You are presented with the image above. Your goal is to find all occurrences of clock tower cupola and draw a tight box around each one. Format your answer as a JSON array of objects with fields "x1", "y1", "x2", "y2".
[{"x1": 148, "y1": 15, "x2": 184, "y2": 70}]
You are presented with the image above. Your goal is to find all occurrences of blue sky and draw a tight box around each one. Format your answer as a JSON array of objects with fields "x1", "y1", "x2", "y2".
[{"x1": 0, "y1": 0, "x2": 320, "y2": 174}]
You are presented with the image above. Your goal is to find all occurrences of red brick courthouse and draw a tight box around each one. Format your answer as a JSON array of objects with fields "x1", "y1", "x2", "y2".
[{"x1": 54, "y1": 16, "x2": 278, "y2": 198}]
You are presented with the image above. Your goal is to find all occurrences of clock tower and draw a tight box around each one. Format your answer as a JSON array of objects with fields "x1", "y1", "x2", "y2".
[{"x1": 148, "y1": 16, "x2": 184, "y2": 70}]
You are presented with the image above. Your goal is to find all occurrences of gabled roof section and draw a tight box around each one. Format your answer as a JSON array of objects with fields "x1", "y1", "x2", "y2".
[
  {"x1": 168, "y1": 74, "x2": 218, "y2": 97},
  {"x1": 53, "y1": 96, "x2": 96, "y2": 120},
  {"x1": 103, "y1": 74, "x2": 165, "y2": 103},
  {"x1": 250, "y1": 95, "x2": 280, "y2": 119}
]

-*-*-

▶ EXERCISE DIRECTIONS:
Output the lines above as a JSON array of strings, one string per line, skipping any blank lines.

▶ ANSWER TO THE TASK:
[
  "You are presented with the image above. Your goal is to find all occurrences of clock tower cupola and draw a tight box around each one. Format your answer as a JSON array of objects with fields \"x1\", \"y1\", \"x2\", \"y2\".",
  "[{\"x1\": 148, \"y1\": 15, \"x2\": 184, \"y2\": 70}]",
  "You are presented with the image above. Your goal is to find all occurrences of blue sky and draw a tight box around each one. Format your answer as a JSON array of objects with fields \"x1\", \"y1\", \"x2\", \"y2\".",
  "[{\"x1\": 0, \"y1\": 0, \"x2\": 320, \"y2\": 174}]",
  "You are presented with the image above. Your goal is to find all occurrences of red brick courthouse and draw a tight box around each one. Format your answer as a JSON array of objects with fields \"x1\", \"y1\", \"x2\", \"y2\".",
  "[{\"x1\": 54, \"y1\": 16, \"x2\": 278, \"y2\": 198}]",
  "You are presented with the image above. Your goal is to find all occurrences of clock tower and draw a tight box around each one. Format your answer as a JSON array of objects with fields \"x1\", \"y1\", \"x2\", \"y2\".",
  "[{\"x1\": 148, \"y1\": 16, \"x2\": 184, \"y2\": 70}]",
  "You are presented with the image above. Your goal is to find all occurrences of gabled roof section and draw a tight box around each one. Format your answer as a JSON array of objects with fields \"x1\", \"y1\", \"x2\", \"y2\".",
  "[",
  "  {\"x1\": 168, \"y1\": 74, \"x2\": 218, \"y2\": 97},",
  "  {\"x1\": 53, \"y1\": 96, \"x2\": 96, \"y2\": 120},",
  "  {\"x1\": 103, \"y1\": 74, \"x2\": 165, \"y2\": 103},",
  "  {\"x1\": 250, \"y1\": 95, \"x2\": 280, \"y2\": 119}",
  "]"
]